PROBLEM SET
**A.** In the biography of Schlessinger, translate this sentence into Spanish: "In 2009, he was elected as a Member of the Croatian Academy of Sciences and Arts."
**B.** Write a continuation of the Schlessinger biography, starting after its final sentence.

PAGE TEXT
•••
In 2002, he was granted an honorary doctorate from the University of Haifa. He has lectured at many institutions, including the Harvey Society (in the 1993–1994 Harvey Lectures series) and the 2006 Keith R. Porter Lecture of the American Society for Cell Biology.

In 2009, he was elected as a Member of the Croatian Academy of Sciences and Arts.

In 2012, the Hope Funds for Cancer Research selected Schlessinger to receive its Award of Excellence for Clinical Development. In 2009, Schlessinger was given an award by then-President of Croatia Stjepan Mesić for outstanding service in promoting Croatia in the international scientific community and for the contribution within Croatian biomedical sciences.

In September 2003, The Guardian listed him as number 14 in the "Giants of Science". He received, along with Charles Sawyers and Tony Hunter, the 2014 BBVA Foundation Frontiers of Knowledge Award in the Biomedicine category for "carving out the path that led to the development of a new class of successful cancer drugs."

==Publications and research==

According to PubMed, Schlessinger has authored over 450 scientific original and review articles in the areas of pharmacology, molecular biology, biochemistry, and structural biology, mostly on tyrosine kinase signaling. Tyrosine kinase signaling plays a critical role in the control of many cellular processes including cell proliferation, differentiation, metabolism, as well as cell survival and migration.

Tyrosine kinases play a particularly important role in cancer, and several agents that block their activity are now used as anti-cancer drugs, such as Imatinib or Gleevec. Among his contributions are the findings that cell surface receptors with tyrosine kinase activity signal across membrane by forming dimers when they bind to their growth factor activators. He discovered this in studies of the epidermal growth factor receptor (EGFR). He was also instrumental in understanding how the SH2 domain controls tyrosine kinase signaling by binding to phosphorylated tyrosines in activated receptors. One of the seminal findings in this work was his laboratory's cloning of Grb2 and other Adaptor proteins.

Another is the lab's cloning of FRS2, which is critical for signaling by the Fibroblast growth factor receptor. In 2001, he was ranked by the ISI Highly Cited as one of the world's top 30 most cited scientists (across all fields) in the 1990s. According to ISI, his papers have been cited a total of 76,699 times.
•••
INFORMATION SHOWN
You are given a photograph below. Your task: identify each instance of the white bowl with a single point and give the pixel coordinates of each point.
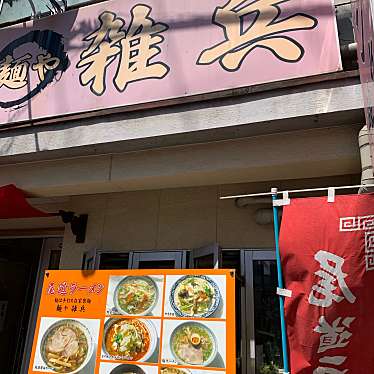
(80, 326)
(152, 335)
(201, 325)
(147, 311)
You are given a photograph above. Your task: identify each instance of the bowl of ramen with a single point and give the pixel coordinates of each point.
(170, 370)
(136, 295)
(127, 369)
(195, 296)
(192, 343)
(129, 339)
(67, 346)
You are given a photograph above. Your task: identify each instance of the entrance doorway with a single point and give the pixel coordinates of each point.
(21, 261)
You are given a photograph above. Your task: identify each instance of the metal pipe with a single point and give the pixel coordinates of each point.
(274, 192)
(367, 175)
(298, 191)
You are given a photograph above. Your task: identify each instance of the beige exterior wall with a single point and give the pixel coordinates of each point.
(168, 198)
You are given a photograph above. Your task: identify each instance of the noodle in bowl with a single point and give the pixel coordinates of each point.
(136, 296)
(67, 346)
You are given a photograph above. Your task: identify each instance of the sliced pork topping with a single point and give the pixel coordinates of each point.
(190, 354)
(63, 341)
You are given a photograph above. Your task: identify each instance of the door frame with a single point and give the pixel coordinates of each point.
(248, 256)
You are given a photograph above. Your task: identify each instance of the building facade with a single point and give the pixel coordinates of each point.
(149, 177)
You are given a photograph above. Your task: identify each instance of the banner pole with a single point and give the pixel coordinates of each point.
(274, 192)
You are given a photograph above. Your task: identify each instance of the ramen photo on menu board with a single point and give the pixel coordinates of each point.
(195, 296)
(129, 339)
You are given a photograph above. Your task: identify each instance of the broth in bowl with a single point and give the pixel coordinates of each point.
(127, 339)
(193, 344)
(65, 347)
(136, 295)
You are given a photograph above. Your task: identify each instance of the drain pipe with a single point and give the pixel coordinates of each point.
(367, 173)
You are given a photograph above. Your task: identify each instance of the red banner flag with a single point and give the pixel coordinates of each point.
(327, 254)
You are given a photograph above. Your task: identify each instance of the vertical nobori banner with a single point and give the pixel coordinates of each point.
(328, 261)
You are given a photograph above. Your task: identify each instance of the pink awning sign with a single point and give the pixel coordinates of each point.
•••
RESPONSES IN ORDER
**A.** En 2009, fue elegido miembro de la Academia Croata de Ciencias y Artes.

**B.**
==Controversy==
In 2006, a sexual harassment lawsuit was initiated against Yale University by Schlessinger's former secretary, Mary Beth Garceau, who alleged numerous episodes of harassment during her employment at Yale and claimed Yale University failed to act upon her frequent complaints, causing her to resign. The case was settled out of court in mid-2007 and the terms of the settlement were not publicly disclosed.

==SUGEN==
In 1991, Schlessinger co-founded (with Axel Ullrich and Steven Evans-Freke) the biotechnology company SUGEN to develop ATP-like molecules that would compete with ATP for binding to the catalytic site of receptor tyrosine kinases in cancer treatment. In 1999, Sugen was acquired by Pharmacia & Upjohn for $650 million and in 2003, Pharmacia was acquired by Pfizer. One of the pipeline products (SU11248) was ultimately developed by Pfizer as Sutent (Sunitinib), approved by the FDA for treating gastrointestinal stromal tumors and renal cell carcinoma.

==Plexxikon==
In 2001, Schlessinger co-founded Plexxikon with Sung-Hou Kim (University of California, Berkeley). Plexxikon, uses a pioneering structural biology-based platform for drug discovery. In April 2011, Plexxikon was acquired by the Japanese pharmaceutical company Daiichi Sankyo for $805 million and an additional $130 m in potential milestone payments.

==Kolltan Pharmaceuticals==
In 2007, Schlessinger co-founded Kolltan Pharmaceuticals with Arthur Altschul Jr. Kolltan Pharmaceuticals is an early-stage biotech that develops antibodies to treat solid tumors.

In April 2014, Kolltan received $60 million in equity financing. In September 2014, Kolltan filed for an IPO and in January 2015, they withdrew the IPO. In November 2016, Celldex Therapeutics acquired Kolltan for $235 million.